§ **SOAL LATIHAN**:
a – Berdasarkan kutipan mengenai penelitian tentang LBH Padang, tipe penelitian apa yang digunakan?
b – Salin ulang kata demi kata bagian kutipan mulai dari "pembentukan konsep dan" hingga dan termasuk "tujuan penelitian tersebut.".

§ **KUTIPAN**:
——————————

Untuk menunjang hal tersebut tipe penelitian yang digunakan adalah

penelitian deskriptif. Tipe penelitian deskriptif memiliki tujuan untuk

mendeskripsikan gambaran dan lukisan secara faktual, sistematis, dan akurat

mengenai fakta-fakta, sifat-sifat serta hubungan fenomena yang ada. Dalam

menggunakan tipe penelitian deskriptif peneliti mencatat selengkap mungkin

mengenai fakta dan pengalaman yang dialami serta menggambarkan dan

menjelaskan secara rinci masalah yang diteliti yaitu strategi mobilisasi sumber

daya Lembaga Bantuan Hukum (LBH) Padang untuk kesinambungan gerakan

sosial yang dilakukannya.

1.6.2 Informan Penelitian

Pada penelitian kualitatif informan menjadi sumber data yang utama dan

paling penting. Informan adalah narasumber dalam penelitian yang berfungsi

untuk menjaring sebanyak-banyaknya data dan informasi yang akan berguna bagi

pembentukan konsep dan proposisi sebagai temuan penelitian (Bungin, 2003:

206). Karena penelitian ini bertujuan untuk mengungkap sumberdaya yang

dimiliki oleh LBH Padang, kemudian menjelaskan bagaimana strategi LBH

Padang memobilisasi sumberdaya untuk pencapaian tujuan gerakan sosialnya,

informan yang dipilih mestilah dapat menjawab tujuan penelitian tersebut.

Informan mestilah mengetahui sumberdaya yang dimiliki oleh LBH Padang dan

memahami bagaimana strategi LBH Padang dalam memobilisasi sumberdaya

tersebut untuk mencapai tujuan gerakan sosialnya.

——————————

§ **CUPLIKAN DATA**:
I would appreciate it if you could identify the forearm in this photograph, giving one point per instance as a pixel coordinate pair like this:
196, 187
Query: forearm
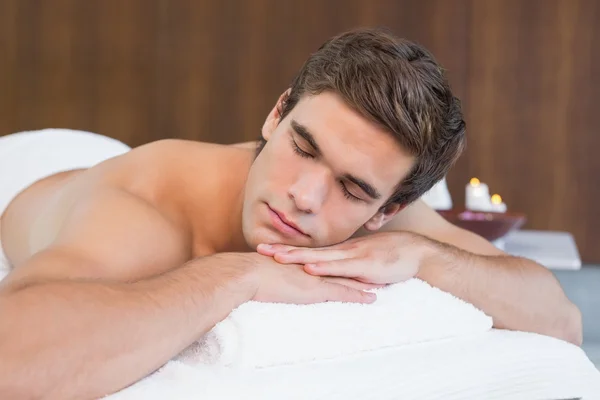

——————————

§ **HASIL LATIHAN**:
a – Tipe penelitian yang digunakan adalah penelitian deskriptif.

b –
pembentukan konsep dan proposisi sebagai temuan penelitian (Bungin, 2003:

206). Karena penelitian ini bertujuan untuk mengungkap sumberdaya yang

dimiliki oleh LBH Padang, kemudian menjelaskan bagaimana strategi LBH

Padang memobilisasi sumberdaya untuk pencapaian tujuan gerakan sosialnya,

informan yang dipilih mestilah dapat menjawab tujuan penelitian tersebut.